-- Source text follows --

Distributed by Universal Pictures

Runtime: 102 minutes

MPAA rating: PG-13 (martial arts action)



"Street Fighter" is yet another movie adaptation of a very hot video game series. The earlier two movies--"Super Mario Bros." and "Double Dragon" were nothing but disappointments. However, this movie would be different. Sometimes, we love to see attention down to the very last detail. But, simplier times have their charms too--they provide a break from the overly complicated for some good-old-fashioned fun. Back in the final week of 1994, my brother and I saw this movie theatrically and had a blast. Right now, for it's 15th anniversary? Well, here goes.

WHAT'S THE DEAL?







The setting is in Shadaloo City (presumably Thailand), Southeast Asia. Just entering the seventh month of war, the Allied Nations soldiers have been combatting the iron-fisted rule of General M. Bison (Raul Julia). Over the course of under 24 hours, he has taken 63 Allied Nations relief workers hostage. With his milita and technological resources rivaling those in the industrialized world, the fiendish dictator is holding them prisoner for a ransom of $20 billion, which can only mean trouble for the fate of the free world. If the AN do not pay his ransom demands within the timeframe of 72 hours, he will have them all executed.





The heroic Colonel William F. Guile (Jean-Claude Van Damme), together with his British Secret Service agent Cammy White (Kylie Minogue) must find Bison's hidden fortress, free the hostages and lay the smackdown on Bison. He is able to cripple Bison's weapon supplies when he successfully arrests his chief arms dealer Viktor Sagat (Wes Studi), head of the Shadaloo Crime Tong. In the sweep, he learns of two con artists named Ken Masters (Damien Chapa) and Ryu Hoshi (Byron Mann), who just unsuccessfully tried to rip off the Tong leader. Knowing Sagat would not suspect a pair of new enemies as spies, and with the boys sickened by the death and corruption of Shadaloo City, he has them pose as criminal mercenaries to infilitrate Sagat's gang as they stage a prison break.




Complicating things further involves Bison's ideal utopia that calls the "Pax Bisonica" and Col. Guile's best friend Carlos "Charlie" Blanka (Robert Mammone). The lone AN milita survivor of the attack that led to the hostages' capture, he has been sent to Bison's laboratory to become an experiment for Bison's upcoming plot to finance his project to create an entire army of "Perfect Genetic Soldiers". Blanka's only hope from having his mind warped into a vicious monster may lie within the hands of the peaceful, unassuming Dr. Dhalsim (Roshan Seth).



However, there seems to be a wild card amongst all these proceedings--the GNT news reporter Chun-Li Zang (Ming-Na Wen). Is she here to simply cover the news, or does she have her own secret agenda?







So the ultimate question is: can Col. Guile rally the heroes together, find Bison's hidden fortress, discover the fate of his friend Capt. Blanka, free the hostages and defeat Bison all over the course of less than a week?

NOW...TO BUSINESS.

-- Source text concluded --

_Study questions_
1. Answer these questions from the Street Fighter review:
(a) How many Allied Nations relief workers has Bison taken hostage?
(b) Who plays Cammy White?
(c) Which news outlet does Chun-Li Zang report for?
2. Please transcribe the Street Fighter review from "Complicating things further" to "Dhalsim (Roshan Seth).".
The records have no connection to the text.

-- Stored data follows --

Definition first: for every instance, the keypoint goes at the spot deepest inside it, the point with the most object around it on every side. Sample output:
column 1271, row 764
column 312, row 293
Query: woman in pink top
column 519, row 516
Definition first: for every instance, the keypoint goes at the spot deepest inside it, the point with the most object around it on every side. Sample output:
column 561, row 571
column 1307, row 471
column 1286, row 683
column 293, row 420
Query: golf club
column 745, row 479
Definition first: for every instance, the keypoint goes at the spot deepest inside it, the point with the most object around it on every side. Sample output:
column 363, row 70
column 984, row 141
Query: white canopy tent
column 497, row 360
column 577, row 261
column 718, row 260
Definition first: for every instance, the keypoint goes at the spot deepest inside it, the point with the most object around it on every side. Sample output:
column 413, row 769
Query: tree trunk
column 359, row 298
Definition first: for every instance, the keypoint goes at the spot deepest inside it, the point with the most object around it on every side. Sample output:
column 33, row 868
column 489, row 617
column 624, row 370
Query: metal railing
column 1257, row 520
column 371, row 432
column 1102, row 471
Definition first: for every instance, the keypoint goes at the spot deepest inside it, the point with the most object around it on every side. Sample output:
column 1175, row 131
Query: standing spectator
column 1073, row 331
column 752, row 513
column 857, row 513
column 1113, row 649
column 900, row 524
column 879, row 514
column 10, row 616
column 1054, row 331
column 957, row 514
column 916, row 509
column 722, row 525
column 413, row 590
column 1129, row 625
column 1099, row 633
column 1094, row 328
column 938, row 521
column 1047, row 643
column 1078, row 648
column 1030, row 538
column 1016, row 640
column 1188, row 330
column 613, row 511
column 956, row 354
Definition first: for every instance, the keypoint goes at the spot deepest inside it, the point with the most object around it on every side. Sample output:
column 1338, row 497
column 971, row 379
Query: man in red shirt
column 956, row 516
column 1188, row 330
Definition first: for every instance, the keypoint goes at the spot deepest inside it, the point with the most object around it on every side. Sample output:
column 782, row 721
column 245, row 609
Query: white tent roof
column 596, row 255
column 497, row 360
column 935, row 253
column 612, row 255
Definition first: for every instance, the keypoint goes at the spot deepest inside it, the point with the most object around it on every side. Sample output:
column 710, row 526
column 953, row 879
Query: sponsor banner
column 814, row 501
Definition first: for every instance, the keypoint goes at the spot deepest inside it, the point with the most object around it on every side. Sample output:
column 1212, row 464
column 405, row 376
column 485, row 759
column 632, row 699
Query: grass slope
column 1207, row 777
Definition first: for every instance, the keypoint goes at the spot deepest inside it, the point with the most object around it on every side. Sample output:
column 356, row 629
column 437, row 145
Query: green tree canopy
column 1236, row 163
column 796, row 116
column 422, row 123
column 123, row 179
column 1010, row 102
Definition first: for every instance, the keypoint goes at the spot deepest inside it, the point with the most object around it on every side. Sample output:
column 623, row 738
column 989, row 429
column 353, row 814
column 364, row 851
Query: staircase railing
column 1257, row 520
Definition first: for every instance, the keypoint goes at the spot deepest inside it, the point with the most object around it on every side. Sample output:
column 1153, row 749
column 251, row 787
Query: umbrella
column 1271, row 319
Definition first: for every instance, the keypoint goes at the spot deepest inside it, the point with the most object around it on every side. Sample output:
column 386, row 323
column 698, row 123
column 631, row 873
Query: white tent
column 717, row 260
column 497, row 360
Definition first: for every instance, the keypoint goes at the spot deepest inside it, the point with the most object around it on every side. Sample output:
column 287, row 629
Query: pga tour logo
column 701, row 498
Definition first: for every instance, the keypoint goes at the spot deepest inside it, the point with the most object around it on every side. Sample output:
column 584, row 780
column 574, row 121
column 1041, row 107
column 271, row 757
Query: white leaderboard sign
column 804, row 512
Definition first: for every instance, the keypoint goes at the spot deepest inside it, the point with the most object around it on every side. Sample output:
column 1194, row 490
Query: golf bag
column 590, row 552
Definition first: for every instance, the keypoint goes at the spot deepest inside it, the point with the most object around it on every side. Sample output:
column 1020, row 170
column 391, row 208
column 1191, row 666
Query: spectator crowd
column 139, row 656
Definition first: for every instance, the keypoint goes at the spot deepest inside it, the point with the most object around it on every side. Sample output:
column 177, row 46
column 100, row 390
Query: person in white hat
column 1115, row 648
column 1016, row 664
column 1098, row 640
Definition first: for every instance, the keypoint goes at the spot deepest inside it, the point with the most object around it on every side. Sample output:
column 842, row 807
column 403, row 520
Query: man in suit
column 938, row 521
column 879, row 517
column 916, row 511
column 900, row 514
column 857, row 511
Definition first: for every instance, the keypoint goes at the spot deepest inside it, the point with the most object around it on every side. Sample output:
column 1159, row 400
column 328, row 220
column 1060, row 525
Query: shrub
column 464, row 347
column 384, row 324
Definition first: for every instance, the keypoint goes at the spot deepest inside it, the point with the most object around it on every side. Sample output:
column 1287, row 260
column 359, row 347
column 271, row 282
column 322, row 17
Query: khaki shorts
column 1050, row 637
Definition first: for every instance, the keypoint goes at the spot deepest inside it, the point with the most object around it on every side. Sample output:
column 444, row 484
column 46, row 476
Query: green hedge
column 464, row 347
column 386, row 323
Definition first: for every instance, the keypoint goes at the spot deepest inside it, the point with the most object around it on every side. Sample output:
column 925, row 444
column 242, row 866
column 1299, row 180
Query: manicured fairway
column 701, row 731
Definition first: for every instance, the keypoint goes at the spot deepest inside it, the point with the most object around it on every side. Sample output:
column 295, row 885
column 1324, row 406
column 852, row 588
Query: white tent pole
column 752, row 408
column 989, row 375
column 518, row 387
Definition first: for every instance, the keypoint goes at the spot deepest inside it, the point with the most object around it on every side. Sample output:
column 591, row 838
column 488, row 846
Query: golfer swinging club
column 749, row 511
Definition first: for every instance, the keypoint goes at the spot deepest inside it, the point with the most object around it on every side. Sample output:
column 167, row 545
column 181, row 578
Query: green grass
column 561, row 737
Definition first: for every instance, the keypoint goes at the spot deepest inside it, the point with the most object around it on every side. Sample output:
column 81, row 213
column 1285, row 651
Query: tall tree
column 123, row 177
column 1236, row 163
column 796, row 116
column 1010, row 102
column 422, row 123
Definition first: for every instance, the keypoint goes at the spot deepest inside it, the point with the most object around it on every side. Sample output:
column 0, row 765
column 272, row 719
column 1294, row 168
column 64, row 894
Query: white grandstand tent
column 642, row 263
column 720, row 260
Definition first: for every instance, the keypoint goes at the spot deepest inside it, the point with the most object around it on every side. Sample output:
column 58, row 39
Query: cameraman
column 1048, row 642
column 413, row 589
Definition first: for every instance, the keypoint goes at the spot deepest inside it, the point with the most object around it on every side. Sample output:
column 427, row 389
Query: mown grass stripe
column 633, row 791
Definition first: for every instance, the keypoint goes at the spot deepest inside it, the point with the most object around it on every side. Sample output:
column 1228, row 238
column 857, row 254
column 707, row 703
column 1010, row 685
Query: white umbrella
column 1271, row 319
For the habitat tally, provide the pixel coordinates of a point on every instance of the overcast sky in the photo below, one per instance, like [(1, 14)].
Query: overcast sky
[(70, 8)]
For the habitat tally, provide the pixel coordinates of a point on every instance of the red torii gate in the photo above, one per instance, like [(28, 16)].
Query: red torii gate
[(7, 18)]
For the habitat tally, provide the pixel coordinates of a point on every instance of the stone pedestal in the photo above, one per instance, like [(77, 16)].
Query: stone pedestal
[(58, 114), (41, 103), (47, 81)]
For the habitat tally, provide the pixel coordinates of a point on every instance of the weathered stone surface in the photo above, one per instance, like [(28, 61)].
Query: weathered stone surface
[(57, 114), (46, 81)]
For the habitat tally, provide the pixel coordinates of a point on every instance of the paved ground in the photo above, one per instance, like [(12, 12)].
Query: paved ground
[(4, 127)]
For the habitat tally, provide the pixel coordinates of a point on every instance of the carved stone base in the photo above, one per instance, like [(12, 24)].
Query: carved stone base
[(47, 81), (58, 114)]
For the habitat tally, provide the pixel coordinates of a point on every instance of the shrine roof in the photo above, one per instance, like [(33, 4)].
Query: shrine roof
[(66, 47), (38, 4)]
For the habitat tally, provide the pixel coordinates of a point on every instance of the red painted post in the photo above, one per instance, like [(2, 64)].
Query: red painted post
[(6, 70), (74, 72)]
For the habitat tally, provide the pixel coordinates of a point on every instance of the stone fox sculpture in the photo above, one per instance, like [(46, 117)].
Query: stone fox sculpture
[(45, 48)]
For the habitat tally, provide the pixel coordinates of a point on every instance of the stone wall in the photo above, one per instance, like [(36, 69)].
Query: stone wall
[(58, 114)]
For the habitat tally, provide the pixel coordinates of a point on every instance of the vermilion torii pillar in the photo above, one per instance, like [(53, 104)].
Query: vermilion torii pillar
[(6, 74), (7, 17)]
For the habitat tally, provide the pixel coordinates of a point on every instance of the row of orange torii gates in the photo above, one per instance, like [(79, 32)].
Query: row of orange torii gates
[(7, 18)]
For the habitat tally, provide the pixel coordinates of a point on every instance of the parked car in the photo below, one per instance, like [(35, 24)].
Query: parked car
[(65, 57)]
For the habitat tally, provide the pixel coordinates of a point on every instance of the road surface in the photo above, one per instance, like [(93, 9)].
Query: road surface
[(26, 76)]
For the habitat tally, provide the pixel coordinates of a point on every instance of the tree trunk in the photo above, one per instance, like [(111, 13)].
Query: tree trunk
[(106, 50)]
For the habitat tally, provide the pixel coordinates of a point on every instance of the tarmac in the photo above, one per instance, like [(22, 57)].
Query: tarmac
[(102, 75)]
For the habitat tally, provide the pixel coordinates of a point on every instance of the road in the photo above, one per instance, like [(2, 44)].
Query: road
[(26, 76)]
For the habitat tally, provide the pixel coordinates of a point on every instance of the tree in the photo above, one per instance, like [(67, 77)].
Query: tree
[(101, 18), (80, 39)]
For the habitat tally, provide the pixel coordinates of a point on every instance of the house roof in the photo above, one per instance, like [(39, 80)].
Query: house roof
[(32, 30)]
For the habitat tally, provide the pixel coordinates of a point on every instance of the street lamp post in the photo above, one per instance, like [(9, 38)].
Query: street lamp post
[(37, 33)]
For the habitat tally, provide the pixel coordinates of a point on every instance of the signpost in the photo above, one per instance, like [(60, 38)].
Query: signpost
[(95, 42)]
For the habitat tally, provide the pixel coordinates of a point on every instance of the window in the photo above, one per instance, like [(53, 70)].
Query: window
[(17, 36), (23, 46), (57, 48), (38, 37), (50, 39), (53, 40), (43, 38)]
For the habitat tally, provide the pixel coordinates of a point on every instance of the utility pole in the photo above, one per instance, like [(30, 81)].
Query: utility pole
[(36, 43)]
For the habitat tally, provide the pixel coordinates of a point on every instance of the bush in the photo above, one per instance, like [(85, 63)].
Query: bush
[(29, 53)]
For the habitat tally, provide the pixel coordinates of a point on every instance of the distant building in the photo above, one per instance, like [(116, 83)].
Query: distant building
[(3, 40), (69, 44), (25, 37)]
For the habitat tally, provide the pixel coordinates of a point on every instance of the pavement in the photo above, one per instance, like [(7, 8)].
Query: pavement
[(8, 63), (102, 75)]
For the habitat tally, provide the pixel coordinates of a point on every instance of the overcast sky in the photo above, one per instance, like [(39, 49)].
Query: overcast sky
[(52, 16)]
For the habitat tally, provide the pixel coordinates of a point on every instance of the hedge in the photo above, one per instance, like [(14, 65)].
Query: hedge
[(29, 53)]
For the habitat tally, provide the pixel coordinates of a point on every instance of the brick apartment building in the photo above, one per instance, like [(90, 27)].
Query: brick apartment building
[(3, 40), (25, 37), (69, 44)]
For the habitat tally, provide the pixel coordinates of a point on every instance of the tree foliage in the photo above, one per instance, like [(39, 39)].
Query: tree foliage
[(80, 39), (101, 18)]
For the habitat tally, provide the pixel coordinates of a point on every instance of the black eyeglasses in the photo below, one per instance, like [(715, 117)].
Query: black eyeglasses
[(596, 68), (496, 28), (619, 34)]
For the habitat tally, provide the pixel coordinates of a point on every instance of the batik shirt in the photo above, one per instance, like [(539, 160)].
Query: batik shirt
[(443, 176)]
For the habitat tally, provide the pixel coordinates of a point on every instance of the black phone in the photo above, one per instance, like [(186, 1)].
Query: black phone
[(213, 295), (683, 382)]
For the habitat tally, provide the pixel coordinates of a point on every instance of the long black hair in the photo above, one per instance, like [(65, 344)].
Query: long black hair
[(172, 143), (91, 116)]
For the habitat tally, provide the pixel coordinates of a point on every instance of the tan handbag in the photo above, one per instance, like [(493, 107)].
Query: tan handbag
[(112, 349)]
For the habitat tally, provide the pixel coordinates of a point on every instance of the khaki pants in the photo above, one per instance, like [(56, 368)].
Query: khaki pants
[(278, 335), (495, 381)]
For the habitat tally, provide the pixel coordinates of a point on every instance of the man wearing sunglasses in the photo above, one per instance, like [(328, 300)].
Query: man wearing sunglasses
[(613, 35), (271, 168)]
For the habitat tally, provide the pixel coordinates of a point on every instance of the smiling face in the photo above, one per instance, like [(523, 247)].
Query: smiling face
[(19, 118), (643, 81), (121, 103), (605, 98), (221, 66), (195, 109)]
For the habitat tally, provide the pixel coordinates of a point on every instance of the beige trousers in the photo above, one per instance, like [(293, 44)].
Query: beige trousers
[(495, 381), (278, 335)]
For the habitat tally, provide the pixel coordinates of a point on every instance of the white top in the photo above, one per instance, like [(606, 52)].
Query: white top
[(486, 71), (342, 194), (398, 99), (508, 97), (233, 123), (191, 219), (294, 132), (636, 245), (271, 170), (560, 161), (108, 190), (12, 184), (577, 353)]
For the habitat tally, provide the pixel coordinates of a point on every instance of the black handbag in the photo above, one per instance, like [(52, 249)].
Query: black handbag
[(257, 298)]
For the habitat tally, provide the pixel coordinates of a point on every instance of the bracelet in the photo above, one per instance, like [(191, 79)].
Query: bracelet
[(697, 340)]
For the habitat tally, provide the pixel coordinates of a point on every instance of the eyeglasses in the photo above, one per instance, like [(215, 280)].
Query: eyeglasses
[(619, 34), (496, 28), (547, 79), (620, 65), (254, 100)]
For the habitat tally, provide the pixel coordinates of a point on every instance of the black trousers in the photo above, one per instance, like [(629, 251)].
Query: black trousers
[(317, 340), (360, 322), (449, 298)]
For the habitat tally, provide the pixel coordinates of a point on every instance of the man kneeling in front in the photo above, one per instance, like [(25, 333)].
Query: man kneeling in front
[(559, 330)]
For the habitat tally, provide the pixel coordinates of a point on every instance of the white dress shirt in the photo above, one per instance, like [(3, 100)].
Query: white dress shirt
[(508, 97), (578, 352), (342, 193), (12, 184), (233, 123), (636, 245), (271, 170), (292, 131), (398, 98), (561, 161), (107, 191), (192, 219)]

-- Stored data concluded --

_Solutions to the problems_
1.
(a) 63
(b) Kylie Minogue
(c) GNT

2.
Complicating things further involves Bison's ideal utopia that calls the "Pax Bisonica" and Col. Guile's best friend Carlos "Charlie" Blanka (Robert Mammone). The lone AN milita survivor of the attack that led to the hostages' capture, he has been sent to Bison's laboratory to become an experiment for Bison's upcoming plot to finance his project to create an entire army of "Perfect Genetic Soldiers". Blanka's only hope from having his mind warped into a vicious monster may lie within the hands of the peaceful, unassuming Dr. Dhalsim (Roshan Seth).